Identify every line in the records below that contains the word "belly", and reproduce each one.

Records supplied section start

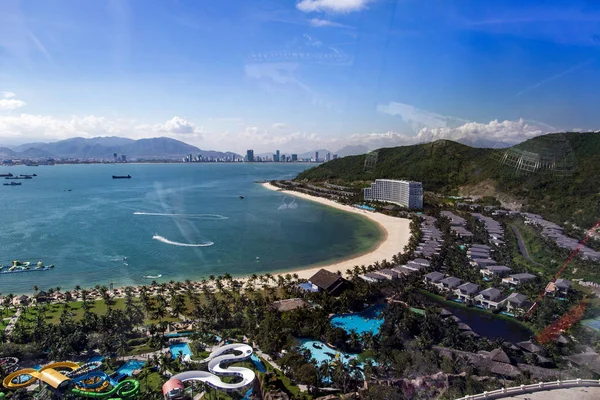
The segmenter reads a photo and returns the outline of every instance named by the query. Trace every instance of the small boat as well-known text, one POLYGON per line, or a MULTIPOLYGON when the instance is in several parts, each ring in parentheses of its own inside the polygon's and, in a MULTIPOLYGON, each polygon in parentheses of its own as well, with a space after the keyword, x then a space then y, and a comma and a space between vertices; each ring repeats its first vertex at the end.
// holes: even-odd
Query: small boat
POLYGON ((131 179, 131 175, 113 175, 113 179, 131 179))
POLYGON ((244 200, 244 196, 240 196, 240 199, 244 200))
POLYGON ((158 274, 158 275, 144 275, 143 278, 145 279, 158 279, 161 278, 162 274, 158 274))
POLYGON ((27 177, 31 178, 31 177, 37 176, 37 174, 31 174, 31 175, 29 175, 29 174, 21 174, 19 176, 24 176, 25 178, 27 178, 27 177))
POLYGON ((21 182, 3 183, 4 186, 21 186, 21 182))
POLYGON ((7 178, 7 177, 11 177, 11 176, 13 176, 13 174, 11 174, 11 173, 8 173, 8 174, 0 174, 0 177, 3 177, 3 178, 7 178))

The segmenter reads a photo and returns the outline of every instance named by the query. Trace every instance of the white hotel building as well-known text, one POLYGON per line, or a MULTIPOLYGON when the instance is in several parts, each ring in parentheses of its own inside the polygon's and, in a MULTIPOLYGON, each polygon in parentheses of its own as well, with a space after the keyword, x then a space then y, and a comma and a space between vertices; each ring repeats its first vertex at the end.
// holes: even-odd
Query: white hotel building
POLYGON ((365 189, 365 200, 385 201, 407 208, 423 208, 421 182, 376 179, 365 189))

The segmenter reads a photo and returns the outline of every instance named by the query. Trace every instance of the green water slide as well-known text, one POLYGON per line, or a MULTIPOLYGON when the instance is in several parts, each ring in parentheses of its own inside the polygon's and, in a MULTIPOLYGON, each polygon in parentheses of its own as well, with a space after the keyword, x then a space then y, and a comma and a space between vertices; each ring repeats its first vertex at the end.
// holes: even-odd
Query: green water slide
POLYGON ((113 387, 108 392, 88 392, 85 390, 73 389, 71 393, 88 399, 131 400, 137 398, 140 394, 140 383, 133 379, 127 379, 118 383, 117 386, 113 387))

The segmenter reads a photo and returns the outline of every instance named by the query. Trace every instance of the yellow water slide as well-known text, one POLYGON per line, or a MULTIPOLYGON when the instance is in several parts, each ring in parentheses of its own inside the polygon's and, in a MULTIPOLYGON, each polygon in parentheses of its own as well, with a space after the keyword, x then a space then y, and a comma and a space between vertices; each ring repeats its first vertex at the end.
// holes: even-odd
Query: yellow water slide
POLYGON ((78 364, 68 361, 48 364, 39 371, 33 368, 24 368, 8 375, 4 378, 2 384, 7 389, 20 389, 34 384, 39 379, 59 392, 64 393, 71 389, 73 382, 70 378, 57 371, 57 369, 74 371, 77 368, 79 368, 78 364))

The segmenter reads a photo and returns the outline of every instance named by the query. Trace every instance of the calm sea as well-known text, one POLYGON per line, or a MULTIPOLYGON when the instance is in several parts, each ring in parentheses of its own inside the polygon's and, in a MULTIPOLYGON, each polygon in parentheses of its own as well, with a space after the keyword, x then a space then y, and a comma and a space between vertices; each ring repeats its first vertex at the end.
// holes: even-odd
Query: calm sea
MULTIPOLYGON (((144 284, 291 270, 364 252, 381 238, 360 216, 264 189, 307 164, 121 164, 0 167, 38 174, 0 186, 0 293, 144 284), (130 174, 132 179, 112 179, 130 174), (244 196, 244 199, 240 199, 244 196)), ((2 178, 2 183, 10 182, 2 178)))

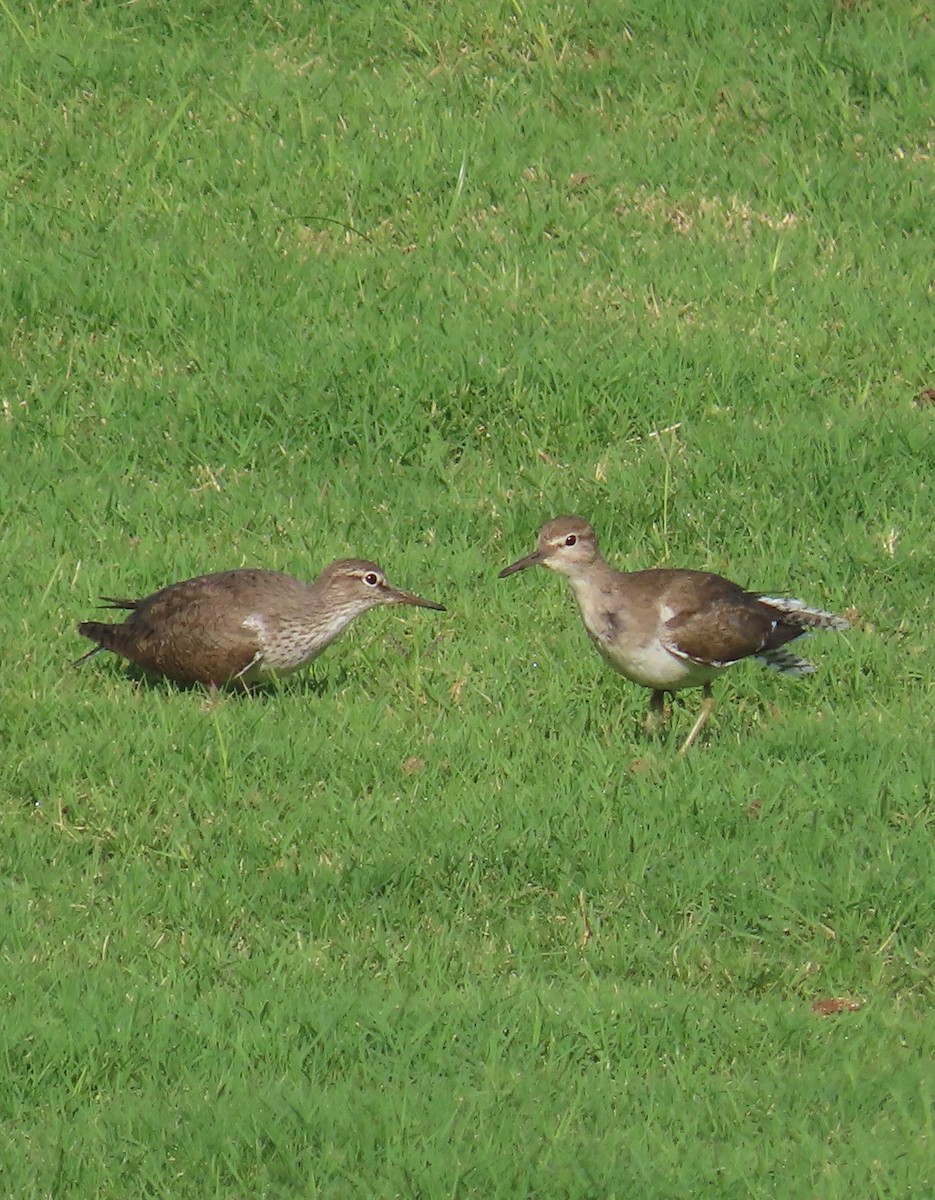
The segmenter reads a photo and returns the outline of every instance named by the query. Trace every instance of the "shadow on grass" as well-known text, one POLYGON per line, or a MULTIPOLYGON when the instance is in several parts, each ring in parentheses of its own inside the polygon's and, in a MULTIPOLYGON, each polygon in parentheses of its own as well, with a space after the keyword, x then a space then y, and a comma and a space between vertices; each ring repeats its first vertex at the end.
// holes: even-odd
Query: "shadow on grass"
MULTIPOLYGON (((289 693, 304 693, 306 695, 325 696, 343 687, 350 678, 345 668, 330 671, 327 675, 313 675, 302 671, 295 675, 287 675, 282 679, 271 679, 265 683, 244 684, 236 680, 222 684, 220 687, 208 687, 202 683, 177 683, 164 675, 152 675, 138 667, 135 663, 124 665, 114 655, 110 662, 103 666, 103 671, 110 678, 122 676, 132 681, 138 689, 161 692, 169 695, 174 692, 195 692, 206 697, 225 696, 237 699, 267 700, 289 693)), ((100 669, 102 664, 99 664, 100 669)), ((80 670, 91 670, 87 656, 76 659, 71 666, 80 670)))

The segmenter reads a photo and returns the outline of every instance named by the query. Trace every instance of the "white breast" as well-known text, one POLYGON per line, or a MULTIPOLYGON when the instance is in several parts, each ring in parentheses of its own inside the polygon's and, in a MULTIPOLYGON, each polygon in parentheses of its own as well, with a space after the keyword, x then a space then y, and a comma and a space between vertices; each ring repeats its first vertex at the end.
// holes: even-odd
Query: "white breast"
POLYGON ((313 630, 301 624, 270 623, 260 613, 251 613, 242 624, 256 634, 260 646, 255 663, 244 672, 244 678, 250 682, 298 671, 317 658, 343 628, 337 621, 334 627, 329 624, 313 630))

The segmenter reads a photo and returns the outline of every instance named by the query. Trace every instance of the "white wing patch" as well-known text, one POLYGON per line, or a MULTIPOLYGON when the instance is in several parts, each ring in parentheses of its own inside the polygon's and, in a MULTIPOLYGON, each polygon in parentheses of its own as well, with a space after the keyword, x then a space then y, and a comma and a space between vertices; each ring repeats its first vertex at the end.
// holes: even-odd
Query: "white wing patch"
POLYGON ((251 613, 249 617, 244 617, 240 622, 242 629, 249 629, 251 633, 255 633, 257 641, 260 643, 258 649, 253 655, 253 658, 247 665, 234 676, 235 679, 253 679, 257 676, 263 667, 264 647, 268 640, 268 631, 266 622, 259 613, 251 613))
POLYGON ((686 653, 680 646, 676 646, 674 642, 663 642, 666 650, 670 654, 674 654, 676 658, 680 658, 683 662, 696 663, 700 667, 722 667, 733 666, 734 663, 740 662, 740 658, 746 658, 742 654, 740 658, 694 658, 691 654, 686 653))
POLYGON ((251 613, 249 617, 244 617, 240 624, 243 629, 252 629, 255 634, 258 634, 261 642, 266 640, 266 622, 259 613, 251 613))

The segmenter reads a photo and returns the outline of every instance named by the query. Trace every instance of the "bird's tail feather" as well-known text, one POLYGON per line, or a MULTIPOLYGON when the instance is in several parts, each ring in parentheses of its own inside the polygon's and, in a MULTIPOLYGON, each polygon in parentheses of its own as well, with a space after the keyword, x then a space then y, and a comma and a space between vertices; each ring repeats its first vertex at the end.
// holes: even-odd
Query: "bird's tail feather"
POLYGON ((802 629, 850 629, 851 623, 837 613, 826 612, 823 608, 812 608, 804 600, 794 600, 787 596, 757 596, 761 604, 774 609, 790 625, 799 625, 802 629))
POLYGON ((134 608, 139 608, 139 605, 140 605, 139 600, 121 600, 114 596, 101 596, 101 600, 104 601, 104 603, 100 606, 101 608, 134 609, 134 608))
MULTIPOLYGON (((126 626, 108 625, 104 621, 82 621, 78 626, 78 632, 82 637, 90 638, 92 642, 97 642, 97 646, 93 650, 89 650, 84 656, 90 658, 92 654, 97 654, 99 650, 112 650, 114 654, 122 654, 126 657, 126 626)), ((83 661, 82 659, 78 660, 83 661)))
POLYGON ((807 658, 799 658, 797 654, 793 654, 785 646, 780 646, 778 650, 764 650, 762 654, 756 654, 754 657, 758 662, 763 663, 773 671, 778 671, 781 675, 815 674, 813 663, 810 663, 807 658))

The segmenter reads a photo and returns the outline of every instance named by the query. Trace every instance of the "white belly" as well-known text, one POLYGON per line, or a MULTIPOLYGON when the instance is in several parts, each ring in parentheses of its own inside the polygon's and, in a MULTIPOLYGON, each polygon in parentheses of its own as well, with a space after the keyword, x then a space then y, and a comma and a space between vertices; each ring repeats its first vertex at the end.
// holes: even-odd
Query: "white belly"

Records supplied section end

_Response below_.
The segmenter reads a photo and returns the outline of every instance named by the query. Trace every instance of the "white belly" as well-known text, one POLYGON per line, or a MULTIPOLYGON when the instance is in several parts, each ring in parentheses of its own inside the polygon's and, in a MULTIPOLYGON, each polygon in parentheses of its own as well, with a space after the keyword, x then a space then y, and a comma and a space between vertices; each ring repeats its first vertex at the end.
Query: "white belly"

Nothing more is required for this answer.